Passage:

After downgrading to the versions mentioned above (and some server-side fixes) we aren't having the issue anymore. We'll wait for the grpc-go PR to be merged and then we'll test again.
Ah! That's great news. I'll inform the backend folks.
I can also confirm downgrading has eliminated the issue
thanks @jadekler
I will use pinned version as you mentioned, since v0.21 and v0.25 are not stable.
Hi all, a few gRPC bugs were fixed and verified internally over the last week incl https://github.com/grpc/grpc-go/issues/2340 and https://github.com/grpc/grpc-go/issues/2341.
Is anyone able to test against grpc-go=HEAD and google-cloud=go=HEAD? Our current theory is that this is a gRPC related issue, and I suspect that these bug fixes might fix the issue.
I'll also be creating a test subscriber later today to see if I see any problems.
We got the following deployed to a few servers and I'll update in the morning on the status:
google.golang.org/grpc (git) - c05280c cleanup: remove unused channel ready (#2353)
cloud.google.com/go (git) - 5f0ffe7 pubsub: Fix a possible deadlock in pstest
Thank you!
I deployed it to 2 servers (of 8 for this particular topic) at 1:48am UTC and at 2:45am UTC the 2 servers (light blue and yellow) started receiving less submissions. The rest of the non-upgraded servers dropped down a few minutes later at 2:47am. They stayed that way for a while, during which the backlog was filling up with millions of messages, and then the older servers jumped to consuming their max (MaxOutstanding is 1000 per server) at 3:20am but the 2 upgraded servers actually stayed at the low receiving rate until one (yellow) of them jumped up at 3:46am. The other (light blue) upgraded server never ended up recovering until it was restarted at 10:12am. The yellow upgraded server ran unto the same issue at 5:52am and it never recovered until 9:50am (before being restarted).

Provided material:
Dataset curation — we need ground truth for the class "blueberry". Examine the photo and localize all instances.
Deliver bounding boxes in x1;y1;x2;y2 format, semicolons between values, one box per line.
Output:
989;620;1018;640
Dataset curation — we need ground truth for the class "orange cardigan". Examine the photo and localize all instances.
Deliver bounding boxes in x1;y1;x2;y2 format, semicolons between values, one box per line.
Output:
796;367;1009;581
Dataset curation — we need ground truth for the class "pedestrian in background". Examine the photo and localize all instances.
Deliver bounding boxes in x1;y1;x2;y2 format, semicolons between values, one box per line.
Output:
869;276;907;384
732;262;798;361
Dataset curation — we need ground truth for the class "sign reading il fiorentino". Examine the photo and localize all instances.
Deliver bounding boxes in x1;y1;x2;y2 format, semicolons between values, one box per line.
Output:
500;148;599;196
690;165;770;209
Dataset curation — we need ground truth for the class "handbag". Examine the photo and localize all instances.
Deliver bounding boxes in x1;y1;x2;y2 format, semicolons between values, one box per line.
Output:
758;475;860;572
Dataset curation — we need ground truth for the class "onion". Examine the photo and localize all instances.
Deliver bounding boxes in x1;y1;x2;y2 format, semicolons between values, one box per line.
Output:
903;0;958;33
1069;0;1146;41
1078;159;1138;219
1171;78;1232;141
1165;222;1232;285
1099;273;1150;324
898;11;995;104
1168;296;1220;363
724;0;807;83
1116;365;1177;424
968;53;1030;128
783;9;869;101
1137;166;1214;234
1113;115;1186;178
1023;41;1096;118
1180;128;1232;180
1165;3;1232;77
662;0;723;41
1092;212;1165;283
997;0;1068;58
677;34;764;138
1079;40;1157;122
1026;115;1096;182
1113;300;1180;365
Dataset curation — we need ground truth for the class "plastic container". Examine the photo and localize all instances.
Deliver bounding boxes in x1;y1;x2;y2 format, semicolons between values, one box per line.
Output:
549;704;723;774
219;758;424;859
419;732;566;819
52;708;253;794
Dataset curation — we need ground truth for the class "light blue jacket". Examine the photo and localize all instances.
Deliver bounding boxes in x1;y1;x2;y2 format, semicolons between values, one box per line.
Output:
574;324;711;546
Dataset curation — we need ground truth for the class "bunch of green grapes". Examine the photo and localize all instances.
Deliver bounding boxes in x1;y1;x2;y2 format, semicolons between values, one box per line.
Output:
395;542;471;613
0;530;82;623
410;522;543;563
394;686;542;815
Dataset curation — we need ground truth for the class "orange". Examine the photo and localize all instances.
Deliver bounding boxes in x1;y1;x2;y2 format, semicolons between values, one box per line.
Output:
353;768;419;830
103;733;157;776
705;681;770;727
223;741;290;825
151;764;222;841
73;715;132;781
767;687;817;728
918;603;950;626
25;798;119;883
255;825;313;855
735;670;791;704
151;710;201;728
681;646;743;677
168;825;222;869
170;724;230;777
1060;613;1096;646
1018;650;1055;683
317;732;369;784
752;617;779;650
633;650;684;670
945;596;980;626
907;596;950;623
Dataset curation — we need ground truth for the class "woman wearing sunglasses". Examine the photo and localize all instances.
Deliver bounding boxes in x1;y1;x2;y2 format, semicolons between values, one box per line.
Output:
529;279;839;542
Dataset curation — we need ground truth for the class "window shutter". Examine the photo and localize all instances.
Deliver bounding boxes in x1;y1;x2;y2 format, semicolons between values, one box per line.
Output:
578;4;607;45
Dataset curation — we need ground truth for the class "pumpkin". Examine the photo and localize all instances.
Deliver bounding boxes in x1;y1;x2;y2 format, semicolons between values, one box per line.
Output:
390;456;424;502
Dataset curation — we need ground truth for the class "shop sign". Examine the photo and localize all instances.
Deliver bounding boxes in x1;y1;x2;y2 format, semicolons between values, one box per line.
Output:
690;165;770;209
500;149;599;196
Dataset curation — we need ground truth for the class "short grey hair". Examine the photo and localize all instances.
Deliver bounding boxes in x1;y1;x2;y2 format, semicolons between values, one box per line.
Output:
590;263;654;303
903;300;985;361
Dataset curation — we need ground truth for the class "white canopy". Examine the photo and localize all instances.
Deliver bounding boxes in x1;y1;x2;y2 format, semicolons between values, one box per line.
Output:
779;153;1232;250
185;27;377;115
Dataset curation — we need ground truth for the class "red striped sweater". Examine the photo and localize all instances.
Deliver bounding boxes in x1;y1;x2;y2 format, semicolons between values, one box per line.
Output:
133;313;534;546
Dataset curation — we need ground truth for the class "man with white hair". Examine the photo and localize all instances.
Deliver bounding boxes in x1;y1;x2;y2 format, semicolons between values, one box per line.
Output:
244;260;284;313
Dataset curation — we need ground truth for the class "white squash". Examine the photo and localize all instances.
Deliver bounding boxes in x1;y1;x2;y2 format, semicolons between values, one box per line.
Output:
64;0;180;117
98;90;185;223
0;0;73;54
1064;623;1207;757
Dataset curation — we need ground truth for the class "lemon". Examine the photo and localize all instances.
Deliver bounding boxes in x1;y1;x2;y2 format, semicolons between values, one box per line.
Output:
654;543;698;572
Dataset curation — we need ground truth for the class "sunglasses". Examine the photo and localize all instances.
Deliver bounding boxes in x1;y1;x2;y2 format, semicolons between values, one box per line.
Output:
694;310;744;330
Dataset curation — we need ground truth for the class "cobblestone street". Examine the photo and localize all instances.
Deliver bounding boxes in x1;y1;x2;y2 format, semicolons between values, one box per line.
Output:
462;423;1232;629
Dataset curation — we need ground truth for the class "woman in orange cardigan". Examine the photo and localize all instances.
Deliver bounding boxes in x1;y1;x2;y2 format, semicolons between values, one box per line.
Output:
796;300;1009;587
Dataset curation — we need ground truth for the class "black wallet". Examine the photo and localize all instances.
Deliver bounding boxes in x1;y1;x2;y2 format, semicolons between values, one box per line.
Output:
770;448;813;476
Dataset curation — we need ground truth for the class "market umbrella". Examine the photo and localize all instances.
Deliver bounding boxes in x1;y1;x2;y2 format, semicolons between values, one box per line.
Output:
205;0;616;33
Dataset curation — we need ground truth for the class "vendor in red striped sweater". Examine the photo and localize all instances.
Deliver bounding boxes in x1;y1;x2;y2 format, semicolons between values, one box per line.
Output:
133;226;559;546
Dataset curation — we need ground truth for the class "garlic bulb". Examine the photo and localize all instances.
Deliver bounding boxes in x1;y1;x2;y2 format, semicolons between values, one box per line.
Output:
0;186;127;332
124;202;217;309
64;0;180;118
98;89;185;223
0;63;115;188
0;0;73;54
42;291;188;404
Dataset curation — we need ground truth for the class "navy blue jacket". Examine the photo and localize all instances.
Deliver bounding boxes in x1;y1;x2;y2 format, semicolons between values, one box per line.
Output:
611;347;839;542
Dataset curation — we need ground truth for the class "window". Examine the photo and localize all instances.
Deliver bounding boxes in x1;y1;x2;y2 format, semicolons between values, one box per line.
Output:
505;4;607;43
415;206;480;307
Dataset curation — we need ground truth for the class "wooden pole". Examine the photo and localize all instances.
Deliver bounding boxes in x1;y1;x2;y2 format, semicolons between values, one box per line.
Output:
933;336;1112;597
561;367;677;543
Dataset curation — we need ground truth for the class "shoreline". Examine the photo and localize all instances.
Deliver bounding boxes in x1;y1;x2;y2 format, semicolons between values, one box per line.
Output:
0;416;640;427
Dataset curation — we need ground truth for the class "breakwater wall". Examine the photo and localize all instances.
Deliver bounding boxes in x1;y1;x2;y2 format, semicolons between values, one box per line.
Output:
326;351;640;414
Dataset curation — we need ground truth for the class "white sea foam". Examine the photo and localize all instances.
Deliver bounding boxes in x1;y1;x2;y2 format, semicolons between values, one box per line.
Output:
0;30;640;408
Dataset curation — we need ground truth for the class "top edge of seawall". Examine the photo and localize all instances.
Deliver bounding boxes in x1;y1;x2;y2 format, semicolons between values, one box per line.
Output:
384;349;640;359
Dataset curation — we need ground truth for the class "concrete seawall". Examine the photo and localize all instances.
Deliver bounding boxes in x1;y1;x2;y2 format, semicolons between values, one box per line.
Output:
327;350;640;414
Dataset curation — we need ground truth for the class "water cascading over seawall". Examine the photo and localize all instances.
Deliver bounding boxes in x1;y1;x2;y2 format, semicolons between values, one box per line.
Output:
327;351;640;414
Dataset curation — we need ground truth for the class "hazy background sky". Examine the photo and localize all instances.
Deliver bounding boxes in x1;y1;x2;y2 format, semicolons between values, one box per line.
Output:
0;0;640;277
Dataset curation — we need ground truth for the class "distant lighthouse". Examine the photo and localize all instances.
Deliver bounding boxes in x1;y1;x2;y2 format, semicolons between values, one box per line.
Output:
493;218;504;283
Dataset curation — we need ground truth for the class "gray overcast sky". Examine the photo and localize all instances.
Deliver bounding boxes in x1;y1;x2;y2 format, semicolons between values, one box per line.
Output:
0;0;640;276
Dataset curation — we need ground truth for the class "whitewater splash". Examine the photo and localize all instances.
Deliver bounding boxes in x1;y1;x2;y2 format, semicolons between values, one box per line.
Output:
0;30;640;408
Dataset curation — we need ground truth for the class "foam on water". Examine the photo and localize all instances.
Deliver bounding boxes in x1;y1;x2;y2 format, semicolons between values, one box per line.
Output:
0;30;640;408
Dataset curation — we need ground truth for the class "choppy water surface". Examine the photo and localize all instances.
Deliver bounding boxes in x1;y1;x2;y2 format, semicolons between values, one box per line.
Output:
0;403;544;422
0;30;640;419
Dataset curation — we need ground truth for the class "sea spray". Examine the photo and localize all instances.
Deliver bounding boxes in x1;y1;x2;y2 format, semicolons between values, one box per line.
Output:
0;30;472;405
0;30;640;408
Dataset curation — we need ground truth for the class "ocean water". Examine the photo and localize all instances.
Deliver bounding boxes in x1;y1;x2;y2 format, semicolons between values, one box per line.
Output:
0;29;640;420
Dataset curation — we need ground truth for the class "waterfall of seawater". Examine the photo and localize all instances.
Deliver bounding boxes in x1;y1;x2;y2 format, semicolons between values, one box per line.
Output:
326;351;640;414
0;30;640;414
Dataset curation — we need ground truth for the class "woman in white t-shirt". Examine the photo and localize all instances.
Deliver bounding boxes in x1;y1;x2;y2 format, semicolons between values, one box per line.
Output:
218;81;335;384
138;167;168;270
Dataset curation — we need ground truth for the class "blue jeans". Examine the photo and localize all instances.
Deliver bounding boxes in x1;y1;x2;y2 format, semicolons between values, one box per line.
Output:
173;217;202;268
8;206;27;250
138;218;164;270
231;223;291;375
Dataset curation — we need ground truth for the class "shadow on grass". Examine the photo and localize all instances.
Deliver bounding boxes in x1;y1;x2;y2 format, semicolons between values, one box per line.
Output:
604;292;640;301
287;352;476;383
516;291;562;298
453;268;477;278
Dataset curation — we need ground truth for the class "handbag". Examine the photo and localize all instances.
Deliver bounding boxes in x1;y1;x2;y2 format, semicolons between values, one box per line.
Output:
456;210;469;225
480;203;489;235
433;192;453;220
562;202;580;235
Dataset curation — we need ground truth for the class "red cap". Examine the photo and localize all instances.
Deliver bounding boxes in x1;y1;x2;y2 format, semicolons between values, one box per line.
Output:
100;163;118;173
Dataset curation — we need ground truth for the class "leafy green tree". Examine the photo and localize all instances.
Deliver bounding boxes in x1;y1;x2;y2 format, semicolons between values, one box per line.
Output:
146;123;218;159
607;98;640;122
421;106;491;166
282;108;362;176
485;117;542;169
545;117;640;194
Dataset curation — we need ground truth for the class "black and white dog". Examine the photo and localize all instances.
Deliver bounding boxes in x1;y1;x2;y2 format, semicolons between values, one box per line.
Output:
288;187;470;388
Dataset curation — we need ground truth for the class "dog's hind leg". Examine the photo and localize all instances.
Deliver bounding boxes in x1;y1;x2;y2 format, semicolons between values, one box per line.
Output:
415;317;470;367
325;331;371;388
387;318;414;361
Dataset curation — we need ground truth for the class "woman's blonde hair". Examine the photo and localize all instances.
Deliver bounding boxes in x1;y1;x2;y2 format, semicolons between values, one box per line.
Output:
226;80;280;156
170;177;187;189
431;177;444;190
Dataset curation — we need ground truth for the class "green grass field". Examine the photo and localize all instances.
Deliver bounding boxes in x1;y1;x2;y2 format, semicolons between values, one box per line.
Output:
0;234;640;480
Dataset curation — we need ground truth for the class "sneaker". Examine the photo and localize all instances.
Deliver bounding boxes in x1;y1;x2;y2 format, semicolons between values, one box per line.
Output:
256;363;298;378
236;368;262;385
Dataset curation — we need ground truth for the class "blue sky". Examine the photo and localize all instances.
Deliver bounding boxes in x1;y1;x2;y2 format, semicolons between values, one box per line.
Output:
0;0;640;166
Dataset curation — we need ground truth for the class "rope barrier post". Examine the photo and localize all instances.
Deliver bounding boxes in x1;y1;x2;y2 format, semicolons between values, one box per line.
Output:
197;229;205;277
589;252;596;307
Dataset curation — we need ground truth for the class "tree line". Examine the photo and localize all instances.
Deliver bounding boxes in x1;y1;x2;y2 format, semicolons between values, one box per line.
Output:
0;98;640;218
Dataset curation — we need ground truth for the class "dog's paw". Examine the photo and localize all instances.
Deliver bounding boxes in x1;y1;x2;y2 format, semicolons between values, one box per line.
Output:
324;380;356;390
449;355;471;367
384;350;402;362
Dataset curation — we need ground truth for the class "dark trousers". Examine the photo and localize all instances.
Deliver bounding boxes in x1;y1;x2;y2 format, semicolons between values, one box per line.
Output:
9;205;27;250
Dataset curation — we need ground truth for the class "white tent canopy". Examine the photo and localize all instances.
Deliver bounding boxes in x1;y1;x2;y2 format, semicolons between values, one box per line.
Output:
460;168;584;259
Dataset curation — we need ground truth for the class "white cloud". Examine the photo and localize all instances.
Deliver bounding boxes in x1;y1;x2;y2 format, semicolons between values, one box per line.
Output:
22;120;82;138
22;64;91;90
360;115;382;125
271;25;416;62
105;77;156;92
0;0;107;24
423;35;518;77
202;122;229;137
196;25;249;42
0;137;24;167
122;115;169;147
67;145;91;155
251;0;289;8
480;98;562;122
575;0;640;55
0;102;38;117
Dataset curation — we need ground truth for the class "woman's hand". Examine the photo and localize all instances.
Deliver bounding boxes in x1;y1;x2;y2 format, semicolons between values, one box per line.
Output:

Jobs:
• A. Answer these questions about the gRPC thread:
(i) How many servers received the deployment, out of how many for that topic?
(ii) What is the MaxOutstanding setting per server?
(iii) Which two versions did one commenter call not stable?
• B. Resume the gRPC thread with a new post after its final sentence.

Responses to the exercise:
• A.
(i) 2 servers, out of 8.
(ii) 1000 per server.
(iii) v0.21 and v0.25.

• B.
Given that both non-upgraded and upgraded servers were both affected. This leads me to believe that somehow the new code is causing our topic/subscription to be rate limited or capped in some way so it's affecting the older code as well as the newer code.
Just for kicks I deployed the new code to all 8 servers at 10:10am UTC and after a period of catching up with the backlog, it was working well and stabilized until 11:40am UTC when all of them went to a low receive rate (less than 1k a minute). In addition to the newer library I tweaked the MaxOutstanding to 750 and decreased the time it takes for us to ack each message. Previously the Pub/Sub team told us that we were causing memory issues on the forwarders when we held messages for too long so I thought that by decreasing these I could help prevent any issues, but those seem to not have worked.

At 12:07 UTC I deployed the old (v0.24.0) code and you can see above that it took until 12:14am UTC to actually jump up. The old code has been stable ever since. This is running now with the higher MaxOutstanding of 1000 and the slower ack time.
Let me know what I should do from here. This might be a separate issue since we were never in a state of getting 0 jobs, we just got into a state where we were receiving a very low amount of jobs. I can try using the latest HEAD of grpc-go and see if that makes any difference? Could there be a change in the google-cloud-go package that might be causing us to get server-side limited?
@fastest963 Thanks for that extremely detailed report, this is very valuable. Would you mind taking grpc-go=HEAD, as you suggested? It should help eliminate possible problems. You've given us a couple of leads to look into in the client library, which I'll begin today - thanks again.
@fastest963 Could you provide all your ReceiveSettings, as well as your subscription AckDeadline [1]? I'm seeing about 12,000 messages a second with a naive consumer, and around the same when I set MaxOutstandingMessages=1000 [2]. I've got an idea of why you may be becoming rate limited if you were using a custom ack deadline, but if that's not the case I'll have to dig more.
The yellow upgraded server ran unto the same issue at 5:52am and it never recovered until 9:50am (before being restarted).
By "the same issue", do you mean that Receive wasn't processing any messages, or that Receive was processing less messages than you had expected?
I'll leave these apps running and see if I see a change, or a failure as the original issue described.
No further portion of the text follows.